Work to do
Please rewrite the listing below from its first line through the line that contains "point(38, 461)", changing "place a marker" to "drop a pin" and keeping everything else unchanged. Return only those lines.

Records for processing
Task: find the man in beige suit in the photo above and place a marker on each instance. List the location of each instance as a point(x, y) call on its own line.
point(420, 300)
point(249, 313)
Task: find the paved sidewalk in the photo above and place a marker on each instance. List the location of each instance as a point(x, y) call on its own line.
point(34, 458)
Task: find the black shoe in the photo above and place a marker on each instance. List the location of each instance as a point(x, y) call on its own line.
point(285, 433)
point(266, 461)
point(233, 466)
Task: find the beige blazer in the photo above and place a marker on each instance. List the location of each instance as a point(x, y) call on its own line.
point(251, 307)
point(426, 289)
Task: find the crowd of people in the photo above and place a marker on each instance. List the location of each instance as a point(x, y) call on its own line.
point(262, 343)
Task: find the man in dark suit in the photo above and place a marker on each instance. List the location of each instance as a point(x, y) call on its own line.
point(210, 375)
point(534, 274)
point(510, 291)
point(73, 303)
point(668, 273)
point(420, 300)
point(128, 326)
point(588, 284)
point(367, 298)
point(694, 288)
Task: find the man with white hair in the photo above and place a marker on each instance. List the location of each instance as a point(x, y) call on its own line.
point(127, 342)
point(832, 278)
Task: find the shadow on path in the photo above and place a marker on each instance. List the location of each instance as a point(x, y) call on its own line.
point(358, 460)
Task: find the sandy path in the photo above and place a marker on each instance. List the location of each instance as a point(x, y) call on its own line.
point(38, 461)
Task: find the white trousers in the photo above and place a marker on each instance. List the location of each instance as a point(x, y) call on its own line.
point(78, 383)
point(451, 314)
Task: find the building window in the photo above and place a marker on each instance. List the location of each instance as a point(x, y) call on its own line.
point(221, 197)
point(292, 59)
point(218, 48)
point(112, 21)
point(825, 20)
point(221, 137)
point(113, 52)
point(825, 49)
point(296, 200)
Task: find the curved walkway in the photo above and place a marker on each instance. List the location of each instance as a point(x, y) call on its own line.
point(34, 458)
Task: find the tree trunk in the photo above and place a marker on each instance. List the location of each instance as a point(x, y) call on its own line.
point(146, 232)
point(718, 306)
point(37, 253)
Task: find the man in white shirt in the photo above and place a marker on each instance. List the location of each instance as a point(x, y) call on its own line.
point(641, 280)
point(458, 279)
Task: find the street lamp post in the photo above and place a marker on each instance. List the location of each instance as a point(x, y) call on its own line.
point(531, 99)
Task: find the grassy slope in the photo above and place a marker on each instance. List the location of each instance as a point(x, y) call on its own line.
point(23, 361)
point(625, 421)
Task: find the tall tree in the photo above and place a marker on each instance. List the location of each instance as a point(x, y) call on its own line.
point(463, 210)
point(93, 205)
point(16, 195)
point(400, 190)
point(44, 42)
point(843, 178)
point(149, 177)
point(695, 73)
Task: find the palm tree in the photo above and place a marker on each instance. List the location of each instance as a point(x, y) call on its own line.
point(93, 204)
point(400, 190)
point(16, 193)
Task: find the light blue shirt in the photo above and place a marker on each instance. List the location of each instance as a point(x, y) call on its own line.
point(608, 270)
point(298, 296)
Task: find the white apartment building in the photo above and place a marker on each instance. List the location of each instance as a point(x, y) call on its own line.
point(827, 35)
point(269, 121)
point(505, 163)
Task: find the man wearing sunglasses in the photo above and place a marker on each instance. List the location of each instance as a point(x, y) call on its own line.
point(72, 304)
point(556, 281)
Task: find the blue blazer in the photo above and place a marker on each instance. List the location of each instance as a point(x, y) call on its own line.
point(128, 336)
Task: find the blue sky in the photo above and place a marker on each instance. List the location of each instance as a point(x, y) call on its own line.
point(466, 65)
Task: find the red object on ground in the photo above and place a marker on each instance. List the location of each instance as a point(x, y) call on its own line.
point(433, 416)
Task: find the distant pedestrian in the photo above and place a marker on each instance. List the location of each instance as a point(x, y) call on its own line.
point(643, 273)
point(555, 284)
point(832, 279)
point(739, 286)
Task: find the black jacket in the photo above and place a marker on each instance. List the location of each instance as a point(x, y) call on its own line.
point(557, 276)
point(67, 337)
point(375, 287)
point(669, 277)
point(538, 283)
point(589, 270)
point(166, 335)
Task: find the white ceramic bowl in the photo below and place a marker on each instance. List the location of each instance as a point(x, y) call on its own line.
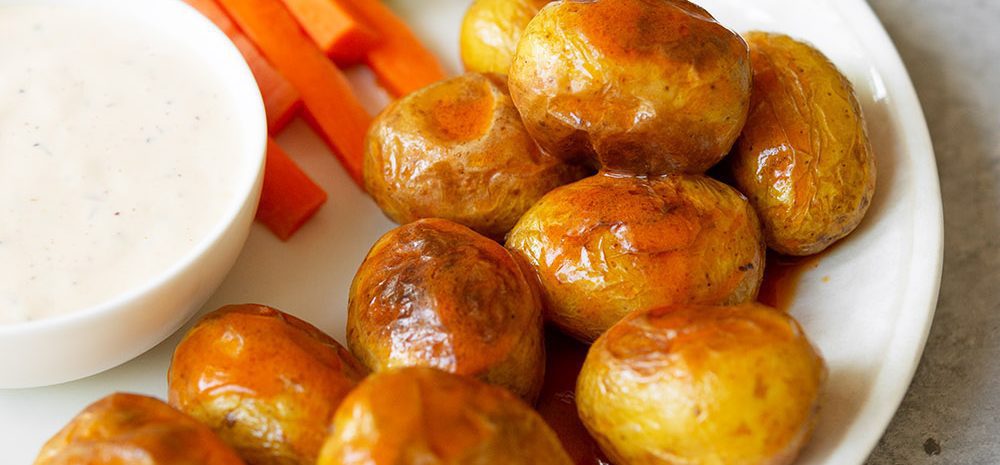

Task result
Task: find the man in beige suit in the photo above and drop a pin on each instance. List the location of each instance as a point(x, y) call on its own line.
point(420, 300)
point(249, 313)
Task: find the paved sidewalk in the photo above and drop a pin on each instance. List the location of each instance as a point(x, y) call on its own line.
point(34, 458)
Task: find the black shoe in the photo above and drop a pin on each instance. List the location of each instance as a point(x, y) call on its own line.
point(285, 433)
point(266, 461)
point(233, 466)
Task: find the beige blazer in the photo above and drop a pin on each instance. List the location of each instance as a point(x, y) call on its own line.
point(251, 307)
point(426, 289)
Task: find the crowd of people in the photo above and drop a pin on each instance. List the location of each instance as a point(x, y) call on its own line.
point(262, 343)
Task: find the man in dark suit in the photo above and drop a pin on each instance. List the location of each instance as a point(x, y) call on its own line.
point(210, 375)
point(534, 274)
point(510, 291)
point(73, 303)
point(668, 273)
point(420, 300)
point(128, 326)
point(588, 284)
point(367, 298)
point(694, 288)
Task: find the man with white hair in the photo above and drop a pin on each instance. List the location of each instance as a point(x, y) call on its own line.
point(127, 342)
point(832, 278)
Task: find the shadow on path in the photo above and drop a pin on each instance. List the location of each instance as a point(x, y) call on its own line.
point(358, 460)
Task: find the sandy path in the photo above and drop a pin on each instance. List the location of each instance as a point(x, y) call on its own line.
point(38, 461)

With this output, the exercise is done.